Your answer should consist of all lines in the listing that hold the word "woman".
---- RECORDS FOR THE TASK
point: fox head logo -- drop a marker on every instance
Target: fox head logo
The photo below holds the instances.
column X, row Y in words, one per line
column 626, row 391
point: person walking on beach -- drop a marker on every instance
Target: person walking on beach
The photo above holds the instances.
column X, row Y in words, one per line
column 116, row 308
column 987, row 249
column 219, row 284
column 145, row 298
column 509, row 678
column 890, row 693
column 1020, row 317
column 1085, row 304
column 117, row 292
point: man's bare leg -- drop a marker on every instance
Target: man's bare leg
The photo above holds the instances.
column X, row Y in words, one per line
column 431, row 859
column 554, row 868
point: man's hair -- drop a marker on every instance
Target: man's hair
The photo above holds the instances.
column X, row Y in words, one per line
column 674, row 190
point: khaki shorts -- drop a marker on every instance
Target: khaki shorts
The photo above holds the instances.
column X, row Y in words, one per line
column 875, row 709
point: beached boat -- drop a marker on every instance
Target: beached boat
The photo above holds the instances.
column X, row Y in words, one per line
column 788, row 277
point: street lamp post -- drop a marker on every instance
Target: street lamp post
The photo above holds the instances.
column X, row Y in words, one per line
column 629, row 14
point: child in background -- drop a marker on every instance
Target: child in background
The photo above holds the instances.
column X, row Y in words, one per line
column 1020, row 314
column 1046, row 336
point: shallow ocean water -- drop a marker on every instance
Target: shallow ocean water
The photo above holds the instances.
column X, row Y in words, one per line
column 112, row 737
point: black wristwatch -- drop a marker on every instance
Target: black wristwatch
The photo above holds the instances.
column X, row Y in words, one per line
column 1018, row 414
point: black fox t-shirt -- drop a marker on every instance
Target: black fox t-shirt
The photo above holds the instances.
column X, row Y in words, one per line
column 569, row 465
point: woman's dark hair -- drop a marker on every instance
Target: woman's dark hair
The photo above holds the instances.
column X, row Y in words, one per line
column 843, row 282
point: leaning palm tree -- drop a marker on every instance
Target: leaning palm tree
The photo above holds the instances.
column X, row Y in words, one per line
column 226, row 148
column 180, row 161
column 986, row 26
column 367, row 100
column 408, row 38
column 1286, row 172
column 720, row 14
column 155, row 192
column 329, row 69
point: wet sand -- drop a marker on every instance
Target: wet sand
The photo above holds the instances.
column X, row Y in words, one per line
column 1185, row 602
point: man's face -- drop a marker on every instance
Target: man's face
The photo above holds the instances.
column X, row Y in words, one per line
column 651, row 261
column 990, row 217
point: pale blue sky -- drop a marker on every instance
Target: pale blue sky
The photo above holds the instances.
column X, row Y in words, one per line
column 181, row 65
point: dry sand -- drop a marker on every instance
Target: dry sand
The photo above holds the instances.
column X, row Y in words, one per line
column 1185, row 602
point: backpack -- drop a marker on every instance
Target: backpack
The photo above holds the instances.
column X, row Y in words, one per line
--------
• **TASK RESPONSE**:
point: woman's dark hair -- drop a marker on every instance
Target: woman's dark hair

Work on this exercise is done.